## [EXTRACT]
* START *

You probably didn't start your business because of your enduring love for detailed bookkeeping. It's not that you don't care about the money; it's just that you'd much rather be designing bespoke websites or devising attractive financial plans for your clients than keeping track of all the numbers. Don't worry; you're far from the only small business owner who puts your accounting-related tasks off for as long as legally possible, and it isn't that important – unless you want to grow your business.

Proper accounting is not optional as your business grows and you add employees, clients, vendors, and equipment.

Take cash flow statements, for example. They may not seem essential or beneficial to your business, but accurate cash flow statements are crucial to keeping track of your business's operations. Keep reading to learn more about cash flow statements, why they're essential, and how to read them.

What is a Cash Flow Statement?

Cash flow statements are precisely what they sound like: financial statements that show the amount of cash and cash equivalents that come and go from a company's accounts over a certain period. They, along with income statements and balance sheets, provide an invaluable high-level view of the financial health and operations of all different kinds of businesses.  

Companies produce quarterly and yearly cash flow statements to complement and fill in the profit and loss statement and balance sheet gaps. You can think of the 'big three' financial statements as three pieces of a puzzle. The balance sheet shows a snapshot of a company's financial situation for a given point in time, and the statement of profit and loss shows how much revenue and expenses a company incurs over a given period. The statement of cash flows provides a more granular view of how cash and cash equivalents flowed into and out of the company over the same period.

Okay, But Why Are Cash Flow Statements Important?

In short: cash flow statements are important because they help businesses measure how well they manage their cash. Cash flow statements give the stakeholders of a company the chance to see how much money it generates, where that cash comes from, and how much it's spending on debt and operating expenses. This is useful for a few reasons:

First: Clarity. Most small business owners have at least some idea of where their firm's cash comes from and where it goes. Still, only an exact cash flow statement will give you the precise numbers you need to identify potential risks and opportunities accurately. That clarity is worth the effort it takes to put together a cash flow statement.

Second: Potential lenders and investors. You can't just walk into a bank or a conference room and expect success unless you have detailed financial statements. Lenders won't even consider applying for loans or lines of credit unless you can show them exactly how well your business is performing, and the same goes for potential investors.

And finally: Planning. Making precise predictions and firm plans for the future is impossible if you don't know exactly how much your business is making and spending. You need strong numbers to project future earnings and expenses, and the best way to get those numbers is to put together cash flow and other financial statements.

* END *

## [SUPPLIED DATA]
* START *

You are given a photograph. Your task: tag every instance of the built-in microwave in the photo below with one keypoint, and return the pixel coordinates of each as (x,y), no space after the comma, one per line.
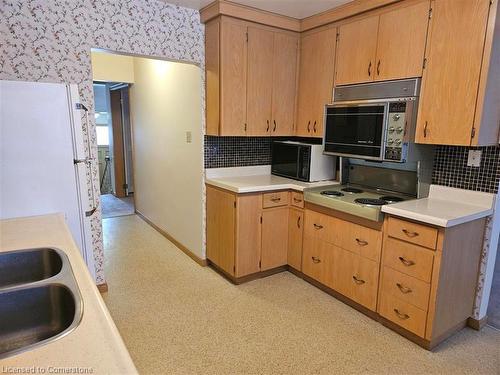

* END *

## [WHAT IS BEING ASKED]
Please write out the passage from the cash flow text that begins at the words "You probably didn't" and stops after the words "vendors, and equipment.".

## [THE SOLUTION]
You probably didn't start your business because of your enduring love for detailed bookkeeping. It's not that you don't care about the money; it's just that you'd much rather be designing bespoke websites or devising attractive financial plans for your clients than keeping track of all the numbers. Don't worry; you're far from the only small business owner who puts your accounting-related tasks off for as long as legally possible, and it isn't that important – unless you want to grow your business.

Proper accounting is not optional as your business grows and you add employees, clients, vendors, and equipment.